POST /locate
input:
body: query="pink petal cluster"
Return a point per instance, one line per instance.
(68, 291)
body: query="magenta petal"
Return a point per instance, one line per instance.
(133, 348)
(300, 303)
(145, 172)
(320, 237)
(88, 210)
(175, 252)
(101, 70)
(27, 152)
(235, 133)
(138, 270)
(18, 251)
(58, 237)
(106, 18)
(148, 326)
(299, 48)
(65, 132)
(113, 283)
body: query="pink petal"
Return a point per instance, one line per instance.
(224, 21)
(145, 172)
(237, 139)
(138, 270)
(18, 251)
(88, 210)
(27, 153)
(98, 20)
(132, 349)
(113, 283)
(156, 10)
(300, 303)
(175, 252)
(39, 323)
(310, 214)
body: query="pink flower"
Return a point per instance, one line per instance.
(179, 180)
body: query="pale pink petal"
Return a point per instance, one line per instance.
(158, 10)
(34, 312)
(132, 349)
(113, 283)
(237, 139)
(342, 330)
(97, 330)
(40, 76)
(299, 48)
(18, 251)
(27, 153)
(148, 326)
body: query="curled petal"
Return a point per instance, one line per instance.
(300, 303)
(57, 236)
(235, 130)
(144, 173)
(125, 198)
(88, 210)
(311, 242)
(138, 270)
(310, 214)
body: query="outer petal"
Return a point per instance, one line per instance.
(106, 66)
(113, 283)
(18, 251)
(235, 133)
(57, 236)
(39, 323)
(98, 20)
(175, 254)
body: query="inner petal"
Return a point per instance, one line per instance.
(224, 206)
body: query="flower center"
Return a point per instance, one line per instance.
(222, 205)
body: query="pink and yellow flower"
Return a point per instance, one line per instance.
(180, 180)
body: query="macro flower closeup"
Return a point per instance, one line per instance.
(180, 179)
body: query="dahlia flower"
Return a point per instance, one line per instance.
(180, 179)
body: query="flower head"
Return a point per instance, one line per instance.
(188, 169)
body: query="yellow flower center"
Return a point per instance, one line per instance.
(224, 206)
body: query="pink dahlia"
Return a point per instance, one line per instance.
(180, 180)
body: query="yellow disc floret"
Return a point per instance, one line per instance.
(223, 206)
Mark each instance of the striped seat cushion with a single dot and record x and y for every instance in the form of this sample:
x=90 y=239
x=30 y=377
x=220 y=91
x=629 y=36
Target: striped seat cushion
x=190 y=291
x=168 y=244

PROBLEM TO WORK ON:
The listing above is to be copied exactly, in full.

RESULT OF THIS TASK:
POST /locate
input:
body: query="pink petal cluster"
Return a point per instance, one line per instance.
(68, 291)
body: query="magenta petal"
Return a point per instance, one line per instance.
(133, 348)
(300, 303)
(145, 172)
(320, 237)
(88, 210)
(175, 252)
(101, 70)
(27, 152)
(235, 133)
(138, 270)
(18, 251)
(58, 237)
(106, 18)
(148, 326)
(299, 48)
(65, 132)
(113, 283)
body: query="pink petal"
Return a point per instance, one line per instance.
(224, 21)
(145, 172)
(237, 139)
(138, 270)
(18, 251)
(88, 210)
(27, 153)
(98, 20)
(132, 349)
(113, 283)
(156, 10)
(300, 303)
(175, 252)
(39, 323)
(310, 214)
body: query="pink flower"
Return a point per instance, one line per instance.
(179, 180)
body: query="pale pink petal"
Return a point per instance, one line per instance.
(158, 10)
(34, 312)
(132, 349)
(113, 283)
(237, 139)
(342, 330)
(97, 330)
(40, 76)
(299, 48)
(18, 251)
(27, 153)
(148, 326)
body: query="curled petal"
Return a point per instance, one line per instance.
(300, 303)
(57, 236)
(235, 130)
(144, 173)
(125, 198)
(88, 210)
(311, 242)
(138, 270)
(310, 214)
body: query="outer petal"
Return a point per instance, one line per instance.
(106, 66)
(113, 283)
(18, 251)
(235, 133)
(57, 236)
(39, 323)
(98, 20)
(175, 254)
body: query="inner petal"
Return a point per instance, one line per instance.
(224, 206)
body: query="flower center"
Return a point per instance, one line per instance.
(222, 205)
body: query="pink and yellow flower"
Return a point per instance, one line per instance.
(180, 180)
body: query="macro flower closeup"
Return a point per instance, one line per instance.
(180, 179)
body: query="dahlia flower"
Return a point per instance, one line per instance.
(180, 179)
body: query="flower head"
Return a point per instance, one line per instance.
(188, 169)
body: query="yellow flower center"
Return a point per instance, one line per instance.
(224, 206)
body: query="pink dahlia"
Return a point per instance, one line per instance.
(180, 180)
body: query="yellow disc floret"
Return a point per instance, one line per instance.
(223, 206)
Mark each instance of the striped seat cushion with a single dot and record x and y for every instance in the form of this sample:
x=90 y=239
x=30 y=377
x=220 y=91
x=629 y=36
Target: striped seat cushion
x=190 y=291
x=168 y=244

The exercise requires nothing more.